[Natural-language object grounding data]

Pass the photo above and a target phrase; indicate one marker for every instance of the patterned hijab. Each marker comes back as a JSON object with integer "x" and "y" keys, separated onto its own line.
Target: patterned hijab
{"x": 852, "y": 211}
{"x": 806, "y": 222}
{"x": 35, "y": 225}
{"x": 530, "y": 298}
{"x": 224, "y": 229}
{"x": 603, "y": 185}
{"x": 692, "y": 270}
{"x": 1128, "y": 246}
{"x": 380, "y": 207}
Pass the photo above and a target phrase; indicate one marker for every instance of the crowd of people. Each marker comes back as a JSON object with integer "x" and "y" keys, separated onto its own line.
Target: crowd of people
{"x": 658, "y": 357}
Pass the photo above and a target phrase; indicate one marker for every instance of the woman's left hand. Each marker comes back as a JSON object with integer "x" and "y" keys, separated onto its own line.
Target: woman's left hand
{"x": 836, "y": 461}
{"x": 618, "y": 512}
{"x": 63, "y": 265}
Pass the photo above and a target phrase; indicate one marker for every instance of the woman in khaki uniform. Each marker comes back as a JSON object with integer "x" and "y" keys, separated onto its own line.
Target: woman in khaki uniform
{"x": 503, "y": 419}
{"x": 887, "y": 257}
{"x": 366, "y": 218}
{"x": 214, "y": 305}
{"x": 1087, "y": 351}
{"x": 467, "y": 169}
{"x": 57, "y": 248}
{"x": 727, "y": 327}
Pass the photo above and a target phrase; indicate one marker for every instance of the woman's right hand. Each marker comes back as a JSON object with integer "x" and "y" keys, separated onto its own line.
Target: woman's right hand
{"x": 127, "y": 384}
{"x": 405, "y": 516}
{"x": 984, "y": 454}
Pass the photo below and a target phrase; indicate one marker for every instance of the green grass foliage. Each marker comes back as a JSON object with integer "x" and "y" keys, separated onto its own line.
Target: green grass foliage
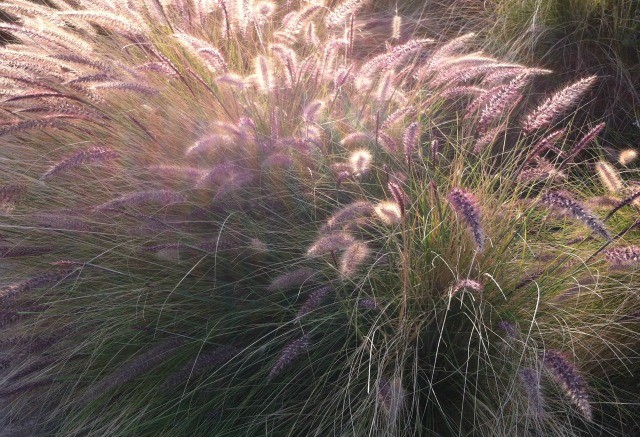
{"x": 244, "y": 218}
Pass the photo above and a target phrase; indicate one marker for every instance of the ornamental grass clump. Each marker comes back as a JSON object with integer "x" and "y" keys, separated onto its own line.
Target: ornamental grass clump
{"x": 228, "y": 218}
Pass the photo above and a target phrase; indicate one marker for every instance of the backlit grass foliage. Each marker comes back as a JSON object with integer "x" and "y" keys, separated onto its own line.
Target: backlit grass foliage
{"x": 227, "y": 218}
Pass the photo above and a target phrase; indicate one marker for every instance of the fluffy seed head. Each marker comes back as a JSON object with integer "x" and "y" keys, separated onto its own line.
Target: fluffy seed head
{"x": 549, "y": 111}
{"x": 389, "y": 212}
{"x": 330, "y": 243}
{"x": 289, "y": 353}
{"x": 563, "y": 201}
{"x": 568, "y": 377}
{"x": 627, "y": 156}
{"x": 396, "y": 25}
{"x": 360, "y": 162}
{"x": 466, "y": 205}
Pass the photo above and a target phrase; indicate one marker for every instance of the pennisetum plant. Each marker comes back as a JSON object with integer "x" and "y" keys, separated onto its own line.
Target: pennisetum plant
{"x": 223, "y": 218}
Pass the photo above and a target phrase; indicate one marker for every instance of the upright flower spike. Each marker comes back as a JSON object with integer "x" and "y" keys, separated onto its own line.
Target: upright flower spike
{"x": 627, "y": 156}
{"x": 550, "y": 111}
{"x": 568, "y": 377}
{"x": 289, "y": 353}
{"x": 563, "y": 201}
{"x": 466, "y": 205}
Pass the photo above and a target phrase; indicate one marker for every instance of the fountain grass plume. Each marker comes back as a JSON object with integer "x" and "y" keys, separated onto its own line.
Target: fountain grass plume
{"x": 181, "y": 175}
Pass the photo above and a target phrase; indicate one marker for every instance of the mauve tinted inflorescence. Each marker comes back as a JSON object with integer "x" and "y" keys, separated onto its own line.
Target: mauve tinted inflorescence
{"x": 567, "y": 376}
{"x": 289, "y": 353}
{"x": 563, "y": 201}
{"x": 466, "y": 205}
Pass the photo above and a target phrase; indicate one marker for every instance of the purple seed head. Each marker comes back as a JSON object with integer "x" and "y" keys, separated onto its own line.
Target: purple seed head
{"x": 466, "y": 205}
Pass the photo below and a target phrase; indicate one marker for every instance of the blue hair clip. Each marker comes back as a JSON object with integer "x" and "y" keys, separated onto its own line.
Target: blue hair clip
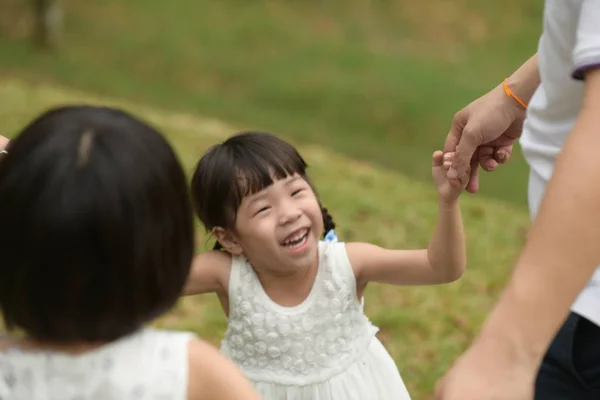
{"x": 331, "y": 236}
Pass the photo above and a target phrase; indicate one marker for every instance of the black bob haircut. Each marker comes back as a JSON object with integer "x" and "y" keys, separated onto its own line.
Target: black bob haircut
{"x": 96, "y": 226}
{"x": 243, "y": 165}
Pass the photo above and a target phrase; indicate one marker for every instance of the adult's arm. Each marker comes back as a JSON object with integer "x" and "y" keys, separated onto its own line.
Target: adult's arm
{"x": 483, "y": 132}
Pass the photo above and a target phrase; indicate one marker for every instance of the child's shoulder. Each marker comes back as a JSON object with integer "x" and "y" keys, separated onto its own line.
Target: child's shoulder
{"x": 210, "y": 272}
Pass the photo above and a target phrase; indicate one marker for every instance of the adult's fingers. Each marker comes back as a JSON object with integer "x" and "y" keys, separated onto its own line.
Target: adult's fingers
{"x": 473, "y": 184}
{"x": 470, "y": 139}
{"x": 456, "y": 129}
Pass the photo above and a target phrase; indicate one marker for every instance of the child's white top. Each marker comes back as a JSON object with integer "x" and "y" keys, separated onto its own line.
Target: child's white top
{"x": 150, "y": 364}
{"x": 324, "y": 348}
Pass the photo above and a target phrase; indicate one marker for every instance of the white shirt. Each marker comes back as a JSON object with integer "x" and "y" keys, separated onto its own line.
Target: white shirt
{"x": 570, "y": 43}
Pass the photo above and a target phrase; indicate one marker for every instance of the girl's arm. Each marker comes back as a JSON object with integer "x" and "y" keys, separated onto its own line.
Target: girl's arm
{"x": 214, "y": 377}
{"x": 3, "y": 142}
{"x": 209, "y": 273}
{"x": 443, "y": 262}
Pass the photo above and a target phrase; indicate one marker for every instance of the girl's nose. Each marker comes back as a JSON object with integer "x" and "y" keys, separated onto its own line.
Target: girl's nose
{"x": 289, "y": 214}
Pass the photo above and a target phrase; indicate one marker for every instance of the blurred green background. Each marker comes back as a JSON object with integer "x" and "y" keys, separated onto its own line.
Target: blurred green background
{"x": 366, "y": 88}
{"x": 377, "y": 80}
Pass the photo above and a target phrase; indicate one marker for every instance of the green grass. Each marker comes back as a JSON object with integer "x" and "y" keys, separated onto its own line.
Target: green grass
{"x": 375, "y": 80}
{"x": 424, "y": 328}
* * *
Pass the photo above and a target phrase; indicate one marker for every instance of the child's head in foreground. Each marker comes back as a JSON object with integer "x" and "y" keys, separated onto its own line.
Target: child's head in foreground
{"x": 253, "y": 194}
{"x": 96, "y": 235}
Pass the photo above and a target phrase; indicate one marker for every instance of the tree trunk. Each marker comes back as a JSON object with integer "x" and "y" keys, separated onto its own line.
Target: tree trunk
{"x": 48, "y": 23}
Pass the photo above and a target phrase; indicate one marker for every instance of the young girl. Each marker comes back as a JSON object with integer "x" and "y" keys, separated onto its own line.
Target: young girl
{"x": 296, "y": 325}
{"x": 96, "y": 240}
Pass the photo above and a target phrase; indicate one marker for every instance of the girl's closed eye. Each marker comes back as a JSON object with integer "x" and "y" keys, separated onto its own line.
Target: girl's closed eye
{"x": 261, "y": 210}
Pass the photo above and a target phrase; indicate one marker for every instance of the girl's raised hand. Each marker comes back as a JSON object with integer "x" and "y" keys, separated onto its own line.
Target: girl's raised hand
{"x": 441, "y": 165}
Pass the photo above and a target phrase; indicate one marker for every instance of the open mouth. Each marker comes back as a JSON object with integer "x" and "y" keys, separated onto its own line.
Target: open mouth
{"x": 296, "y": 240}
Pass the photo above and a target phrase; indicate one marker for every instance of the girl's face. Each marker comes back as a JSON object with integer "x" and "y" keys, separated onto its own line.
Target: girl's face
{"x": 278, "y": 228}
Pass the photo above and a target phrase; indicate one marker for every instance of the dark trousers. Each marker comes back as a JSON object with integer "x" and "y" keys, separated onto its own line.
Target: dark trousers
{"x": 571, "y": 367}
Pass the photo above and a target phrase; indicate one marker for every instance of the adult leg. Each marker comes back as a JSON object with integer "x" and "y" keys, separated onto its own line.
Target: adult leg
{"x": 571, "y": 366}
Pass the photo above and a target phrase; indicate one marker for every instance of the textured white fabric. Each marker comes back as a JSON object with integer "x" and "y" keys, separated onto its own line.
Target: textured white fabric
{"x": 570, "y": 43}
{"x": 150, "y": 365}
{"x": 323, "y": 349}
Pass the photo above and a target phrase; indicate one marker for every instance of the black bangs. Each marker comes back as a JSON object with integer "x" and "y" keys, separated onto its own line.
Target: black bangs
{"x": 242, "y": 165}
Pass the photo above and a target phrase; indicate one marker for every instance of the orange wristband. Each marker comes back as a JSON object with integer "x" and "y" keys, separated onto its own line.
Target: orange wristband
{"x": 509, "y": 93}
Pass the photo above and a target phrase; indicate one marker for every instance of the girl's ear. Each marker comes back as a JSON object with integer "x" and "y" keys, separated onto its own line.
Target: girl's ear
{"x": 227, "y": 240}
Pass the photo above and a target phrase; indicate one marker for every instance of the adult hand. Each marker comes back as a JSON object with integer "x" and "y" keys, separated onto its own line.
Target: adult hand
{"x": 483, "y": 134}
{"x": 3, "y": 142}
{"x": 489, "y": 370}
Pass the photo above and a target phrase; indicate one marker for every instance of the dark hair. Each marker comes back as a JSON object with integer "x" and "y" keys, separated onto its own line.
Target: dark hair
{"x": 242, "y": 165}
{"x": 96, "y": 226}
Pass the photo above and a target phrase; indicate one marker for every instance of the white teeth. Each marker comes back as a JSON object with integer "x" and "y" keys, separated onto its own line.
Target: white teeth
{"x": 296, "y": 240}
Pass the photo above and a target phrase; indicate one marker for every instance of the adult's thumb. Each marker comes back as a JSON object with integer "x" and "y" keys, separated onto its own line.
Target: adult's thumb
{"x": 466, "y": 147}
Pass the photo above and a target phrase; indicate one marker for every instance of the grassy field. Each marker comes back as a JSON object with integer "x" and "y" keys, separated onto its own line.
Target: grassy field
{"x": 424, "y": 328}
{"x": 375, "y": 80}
---
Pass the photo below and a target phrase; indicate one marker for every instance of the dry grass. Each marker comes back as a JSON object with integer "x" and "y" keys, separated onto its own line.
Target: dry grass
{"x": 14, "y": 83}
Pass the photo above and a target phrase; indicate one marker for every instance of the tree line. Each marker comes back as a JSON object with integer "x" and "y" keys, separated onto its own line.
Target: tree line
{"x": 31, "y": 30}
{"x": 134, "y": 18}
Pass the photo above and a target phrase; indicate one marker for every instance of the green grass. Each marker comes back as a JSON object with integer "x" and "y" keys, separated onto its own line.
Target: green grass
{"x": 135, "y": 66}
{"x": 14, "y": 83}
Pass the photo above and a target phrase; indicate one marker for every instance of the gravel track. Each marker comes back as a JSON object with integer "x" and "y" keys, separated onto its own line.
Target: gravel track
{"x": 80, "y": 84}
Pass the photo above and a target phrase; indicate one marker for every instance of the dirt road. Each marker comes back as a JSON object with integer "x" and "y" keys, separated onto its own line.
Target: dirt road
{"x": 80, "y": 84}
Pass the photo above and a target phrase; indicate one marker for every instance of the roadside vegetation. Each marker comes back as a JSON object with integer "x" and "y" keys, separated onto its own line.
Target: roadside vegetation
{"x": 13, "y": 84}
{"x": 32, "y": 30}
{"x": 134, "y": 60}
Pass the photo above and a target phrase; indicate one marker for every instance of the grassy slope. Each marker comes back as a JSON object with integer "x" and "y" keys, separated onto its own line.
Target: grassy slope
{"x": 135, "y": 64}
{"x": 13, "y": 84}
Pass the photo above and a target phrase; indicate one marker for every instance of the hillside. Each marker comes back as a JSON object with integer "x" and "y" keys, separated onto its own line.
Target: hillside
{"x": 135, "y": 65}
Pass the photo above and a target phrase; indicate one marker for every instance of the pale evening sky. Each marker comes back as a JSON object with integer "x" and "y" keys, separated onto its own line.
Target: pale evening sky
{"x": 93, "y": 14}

AIM OF THE TASK: Filter the entries above and return only the lines holding "below".

WRITTEN SOLUTION:
Pass the photo below and a target phrase; indicate one marker for every instance of the green grass foliage. Each marker comes back as a JSON object with integer "x" and "y" keys, separated onto its own line.
Pass the photo below and a target phrase; indicate one marker for every instance of the blue hair clip. Each marker comes back as a JSON object with integer "x" and "y" keys, separated onto its own line.
Pass the photo below and a target phrase; indicate one marker for every instance of the dry grass. Each marker comes back as a JSON object with integer "x" and "y" keys, separated onto its own line.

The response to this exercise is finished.